▶ _Problem details_: Retype, exactly as they appear below, the lines between the line holding "pixel 99 385" and the line holding "For every instance of the shoulder", both ends included.
================================
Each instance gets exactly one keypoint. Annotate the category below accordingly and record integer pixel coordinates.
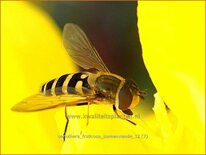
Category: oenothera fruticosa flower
(31, 54)
(172, 35)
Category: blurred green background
(112, 28)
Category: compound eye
(125, 97)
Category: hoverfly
(90, 88)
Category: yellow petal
(31, 54)
(172, 35)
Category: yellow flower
(31, 54)
(172, 37)
(173, 41)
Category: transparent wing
(41, 102)
(80, 48)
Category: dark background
(112, 28)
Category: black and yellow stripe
(67, 84)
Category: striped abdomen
(76, 83)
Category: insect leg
(115, 110)
(67, 122)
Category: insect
(84, 88)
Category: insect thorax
(107, 86)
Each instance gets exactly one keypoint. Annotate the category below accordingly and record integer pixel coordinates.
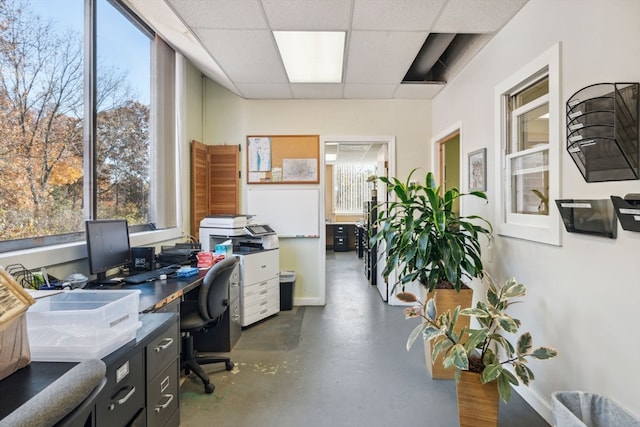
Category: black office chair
(203, 314)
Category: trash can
(579, 409)
(287, 282)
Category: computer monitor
(107, 246)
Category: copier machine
(244, 234)
(256, 246)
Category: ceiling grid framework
(232, 42)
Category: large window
(351, 186)
(529, 124)
(77, 112)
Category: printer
(240, 229)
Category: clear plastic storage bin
(82, 324)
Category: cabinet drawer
(259, 266)
(260, 292)
(162, 395)
(123, 395)
(260, 311)
(162, 350)
(340, 230)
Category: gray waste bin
(287, 283)
(579, 409)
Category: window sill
(70, 252)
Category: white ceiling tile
(395, 15)
(247, 56)
(369, 91)
(381, 57)
(308, 14)
(417, 91)
(317, 91)
(478, 16)
(264, 91)
(228, 14)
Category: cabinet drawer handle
(163, 405)
(124, 395)
(163, 345)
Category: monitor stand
(101, 280)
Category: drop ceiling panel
(381, 57)
(395, 15)
(369, 91)
(228, 14)
(308, 15)
(478, 16)
(317, 91)
(231, 40)
(249, 55)
(264, 91)
(418, 91)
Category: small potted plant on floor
(480, 356)
(427, 241)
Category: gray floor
(344, 364)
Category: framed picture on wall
(478, 170)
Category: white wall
(584, 296)
(229, 119)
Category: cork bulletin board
(283, 159)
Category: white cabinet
(259, 285)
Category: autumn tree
(41, 126)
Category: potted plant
(428, 242)
(480, 356)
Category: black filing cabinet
(340, 238)
(121, 402)
(163, 373)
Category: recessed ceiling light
(312, 56)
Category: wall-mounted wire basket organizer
(602, 131)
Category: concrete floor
(343, 364)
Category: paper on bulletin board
(259, 149)
(300, 170)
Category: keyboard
(145, 276)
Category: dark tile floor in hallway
(343, 364)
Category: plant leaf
(491, 372)
(504, 387)
(524, 344)
(457, 357)
(544, 353)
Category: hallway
(344, 364)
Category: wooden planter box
(447, 299)
(477, 403)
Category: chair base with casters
(191, 361)
(203, 312)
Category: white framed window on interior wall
(528, 121)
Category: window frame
(167, 85)
(537, 228)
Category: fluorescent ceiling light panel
(312, 56)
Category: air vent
(439, 54)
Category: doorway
(449, 164)
(377, 152)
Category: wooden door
(214, 181)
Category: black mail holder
(602, 131)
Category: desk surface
(156, 294)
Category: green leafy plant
(485, 350)
(425, 239)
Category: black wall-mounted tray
(596, 217)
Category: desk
(155, 296)
(25, 383)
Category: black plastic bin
(287, 283)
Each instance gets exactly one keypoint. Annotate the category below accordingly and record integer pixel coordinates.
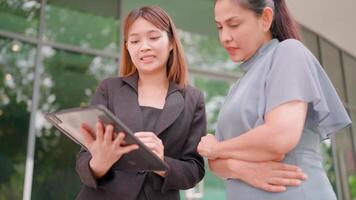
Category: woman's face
(241, 32)
(148, 47)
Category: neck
(154, 80)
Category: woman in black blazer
(153, 98)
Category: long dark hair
(177, 69)
(283, 25)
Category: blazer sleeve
(83, 157)
(186, 172)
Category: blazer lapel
(172, 108)
(126, 102)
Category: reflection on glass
(16, 80)
(82, 29)
(68, 80)
(19, 16)
(214, 92)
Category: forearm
(227, 168)
(258, 144)
(270, 141)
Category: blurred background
(53, 54)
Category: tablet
(69, 121)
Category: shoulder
(293, 48)
(112, 82)
(191, 93)
(292, 53)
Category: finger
(119, 140)
(145, 135)
(88, 138)
(284, 182)
(127, 149)
(283, 166)
(273, 188)
(99, 131)
(108, 133)
(290, 174)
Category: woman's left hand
(155, 144)
(152, 142)
(206, 146)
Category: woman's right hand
(105, 149)
(269, 176)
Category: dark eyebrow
(148, 32)
(230, 19)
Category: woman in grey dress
(279, 110)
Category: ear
(267, 18)
(171, 43)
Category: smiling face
(148, 46)
(241, 32)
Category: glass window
(68, 80)
(214, 92)
(64, 24)
(16, 81)
(19, 16)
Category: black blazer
(180, 126)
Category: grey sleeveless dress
(280, 72)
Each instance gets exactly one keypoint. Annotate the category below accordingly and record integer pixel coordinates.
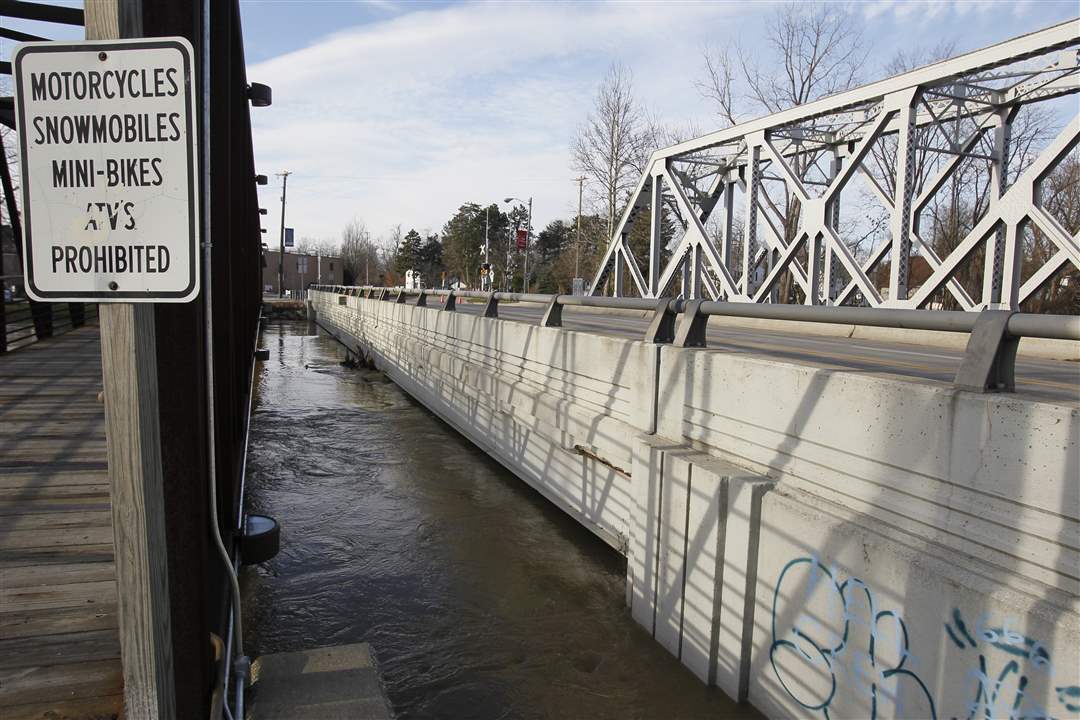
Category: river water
(480, 598)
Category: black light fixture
(260, 539)
(259, 95)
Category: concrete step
(339, 682)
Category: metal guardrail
(987, 365)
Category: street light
(528, 234)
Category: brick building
(300, 271)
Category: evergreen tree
(462, 240)
(407, 253)
(430, 260)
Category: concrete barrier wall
(819, 543)
(559, 409)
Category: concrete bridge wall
(815, 542)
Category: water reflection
(478, 597)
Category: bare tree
(610, 145)
(811, 51)
(359, 254)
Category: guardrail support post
(691, 328)
(989, 361)
(553, 316)
(662, 327)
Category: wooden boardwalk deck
(59, 652)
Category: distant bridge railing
(987, 365)
(24, 322)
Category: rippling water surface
(478, 598)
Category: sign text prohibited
(109, 167)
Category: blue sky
(397, 112)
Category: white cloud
(405, 119)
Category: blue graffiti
(847, 644)
(1007, 694)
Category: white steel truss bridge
(768, 200)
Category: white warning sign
(109, 166)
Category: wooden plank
(81, 535)
(59, 649)
(58, 605)
(37, 503)
(107, 707)
(48, 477)
(18, 557)
(19, 599)
(51, 621)
(58, 573)
(54, 521)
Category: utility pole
(528, 234)
(577, 245)
(136, 481)
(281, 256)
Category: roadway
(1043, 379)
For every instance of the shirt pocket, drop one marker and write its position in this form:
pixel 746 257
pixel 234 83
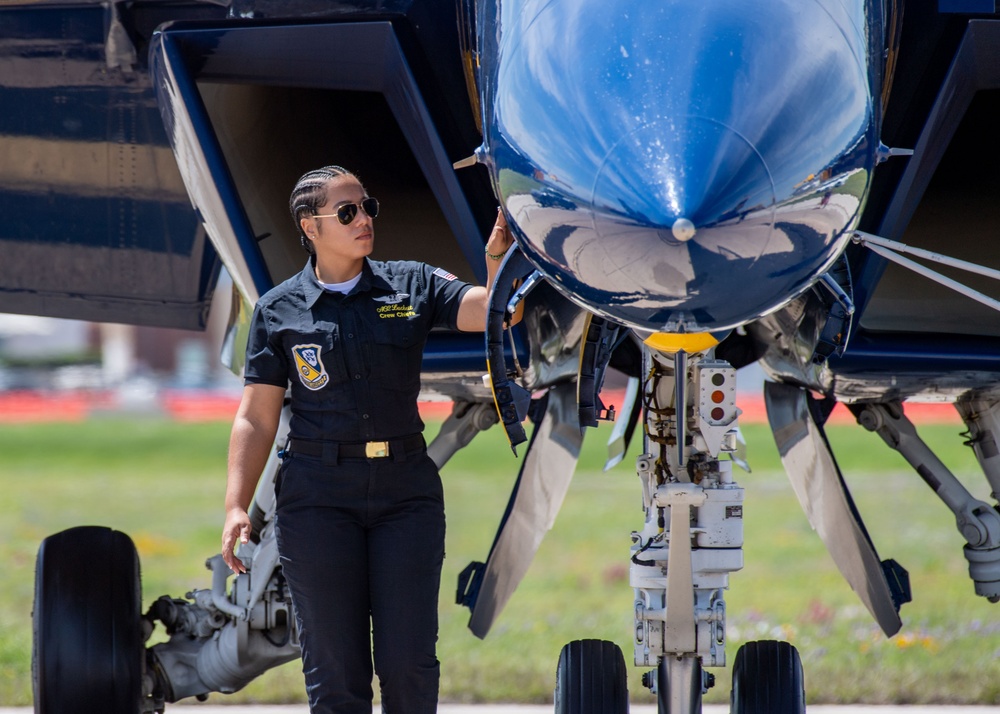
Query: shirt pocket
pixel 316 359
pixel 397 354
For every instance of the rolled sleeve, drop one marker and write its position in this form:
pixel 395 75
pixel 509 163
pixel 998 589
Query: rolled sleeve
pixel 446 293
pixel 265 360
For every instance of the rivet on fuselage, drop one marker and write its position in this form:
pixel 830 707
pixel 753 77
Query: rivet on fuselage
pixel 683 230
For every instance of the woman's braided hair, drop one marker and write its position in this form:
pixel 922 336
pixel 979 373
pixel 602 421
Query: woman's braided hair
pixel 309 194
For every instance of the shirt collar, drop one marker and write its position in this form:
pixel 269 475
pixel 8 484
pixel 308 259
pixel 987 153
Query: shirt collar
pixel 373 276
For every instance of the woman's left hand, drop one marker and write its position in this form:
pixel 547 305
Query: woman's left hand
pixel 500 238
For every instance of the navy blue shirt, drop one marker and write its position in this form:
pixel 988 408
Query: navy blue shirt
pixel 353 360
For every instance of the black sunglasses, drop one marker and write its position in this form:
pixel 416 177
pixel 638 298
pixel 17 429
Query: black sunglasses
pixel 346 213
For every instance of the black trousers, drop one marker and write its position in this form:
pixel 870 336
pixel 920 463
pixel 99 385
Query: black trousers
pixel 361 543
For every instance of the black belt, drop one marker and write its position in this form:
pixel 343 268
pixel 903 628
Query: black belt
pixel 364 450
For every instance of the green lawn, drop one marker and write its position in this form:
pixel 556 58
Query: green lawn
pixel 163 483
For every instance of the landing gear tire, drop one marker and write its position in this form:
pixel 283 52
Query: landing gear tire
pixel 591 679
pixel 768 679
pixel 88 655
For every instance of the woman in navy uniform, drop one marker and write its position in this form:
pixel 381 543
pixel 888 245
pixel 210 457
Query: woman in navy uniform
pixel 360 511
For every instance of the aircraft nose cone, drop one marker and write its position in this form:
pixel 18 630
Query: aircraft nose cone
pixel 682 166
pixel 675 206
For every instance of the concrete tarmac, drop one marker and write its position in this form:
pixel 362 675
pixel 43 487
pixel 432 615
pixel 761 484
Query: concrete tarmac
pixel 547 709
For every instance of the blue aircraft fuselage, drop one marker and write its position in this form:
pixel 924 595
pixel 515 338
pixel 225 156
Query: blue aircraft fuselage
pixel 682 166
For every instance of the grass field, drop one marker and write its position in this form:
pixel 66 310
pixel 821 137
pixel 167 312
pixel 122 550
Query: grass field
pixel 163 483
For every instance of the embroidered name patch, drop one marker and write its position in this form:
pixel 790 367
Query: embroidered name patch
pixel 310 367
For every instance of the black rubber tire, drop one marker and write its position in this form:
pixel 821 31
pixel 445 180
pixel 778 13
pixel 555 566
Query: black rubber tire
pixel 591 679
pixel 88 655
pixel 768 679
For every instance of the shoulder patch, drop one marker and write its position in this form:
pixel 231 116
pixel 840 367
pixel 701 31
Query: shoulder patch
pixel 309 366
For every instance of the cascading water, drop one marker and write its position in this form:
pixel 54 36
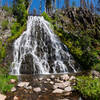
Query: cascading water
pixel 39 51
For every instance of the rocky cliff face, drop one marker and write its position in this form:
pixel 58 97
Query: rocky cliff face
pixel 6 21
pixel 5 24
pixel 79 29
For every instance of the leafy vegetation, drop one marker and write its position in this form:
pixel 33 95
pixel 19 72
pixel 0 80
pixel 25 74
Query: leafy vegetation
pixel 5 85
pixel 89 87
pixel 8 10
pixel 5 24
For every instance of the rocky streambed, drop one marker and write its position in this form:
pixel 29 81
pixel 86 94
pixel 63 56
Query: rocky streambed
pixel 44 87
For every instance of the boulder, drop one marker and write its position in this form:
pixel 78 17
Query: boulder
pixel 58 91
pixel 15 98
pixel 65 77
pixel 37 89
pixel 23 84
pixel 68 89
pixel 61 85
pixel 52 76
pixel 12 81
pixel 13 89
pixel 2 97
pixel 72 78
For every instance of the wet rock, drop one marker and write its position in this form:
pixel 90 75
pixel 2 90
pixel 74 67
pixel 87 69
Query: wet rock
pixel 27 65
pixel 23 84
pixel 13 89
pixel 16 98
pixel 58 91
pixel 12 81
pixel 65 77
pixel 68 89
pixel 38 89
pixel 52 76
pixel 48 79
pixel 61 85
pixel 2 97
pixel 72 78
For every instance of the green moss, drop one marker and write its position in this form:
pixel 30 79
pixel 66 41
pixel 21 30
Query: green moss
pixel 89 87
pixel 5 24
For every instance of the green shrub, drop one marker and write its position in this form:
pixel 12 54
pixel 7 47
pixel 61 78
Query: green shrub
pixel 15 28
pixel 46 17
pixel 8 10
pixel 5 86
pixel 89 87
pixel 97 67
pixel 5 24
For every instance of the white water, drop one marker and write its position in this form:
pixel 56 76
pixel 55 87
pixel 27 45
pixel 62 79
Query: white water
pixel 48 54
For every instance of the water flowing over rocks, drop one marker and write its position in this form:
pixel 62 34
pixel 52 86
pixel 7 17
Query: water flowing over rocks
pixel 2 97
pixel 40 88
pixel 39 51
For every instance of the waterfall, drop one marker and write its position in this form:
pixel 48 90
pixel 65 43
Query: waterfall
pixel 39 51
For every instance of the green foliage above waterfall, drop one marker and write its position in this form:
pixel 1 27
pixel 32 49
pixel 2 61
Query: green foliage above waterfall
pixel 79 29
================================
▶ _Response_:
pixel 99 385
Query: black trousers
pixel 361 543
For every instance of the black belt, drop one marker and write its position in this form:
pixel 343 268
pixel 903 628
Query: black belt
pixel 364 450
For every instance of the green lawn, drop one marker and write its position in this form:
pixel 556 58
Query: green lawn
pixel 163 483
For every instance of the landing gear tire, drop one marker and write its position in this form:
pixel 283 52
Query: landing gear tire
pixel 591 679
pixel 768 679
pixel 88 655
For every instance of the woman in navy uniform, drop one marker and write its position in this form:
pixel 381 543
pixel 888 245
pixel 210 457
Query: woman in navy uniform
pixel 360 511
For every instance of the aircraft nose cone, drop one marker and write its position in this form:
pixel 18 630
Query: aircraft nose cone
pixel 682 166
pixel 675 206
For every instance of the concrete tarmac, drop one marker and write its position in this form:
pixel 362 675
pixel 43 487
pixel 432 615
pixel 761 484
Query: concrete tarmac
pixel 547 709
For every instance of the blue aircraft fuselage, drop one marker and write its position in this form:
pixel 924 595
pixel 515 338
pixel 225 156
Query: blue aircraft fuselage
pixel 682 166
For every instance of the grass field, drop one marker and write its position in this form:
pixel 66 310
pixel 821 137
pixel 167 312
pixel 122 550
Query: grass field
pixel 163 483
For every instance of the embroidered name patch, drop one marker and write its position in this form:
pixel 790 367
Query: embroidered name patch
pixel 310 367
For every instance of the black rubber tire, drop one marker and write its position in this form:
pixel 821 31
pixel 445 180
pixel 778 13
pixel 555 566
Query: black rubber tire
pixel 591 679
pixel 88 655
pixel 768 679
For every instance of the shoulder patch, drop one marker and write its position in this form:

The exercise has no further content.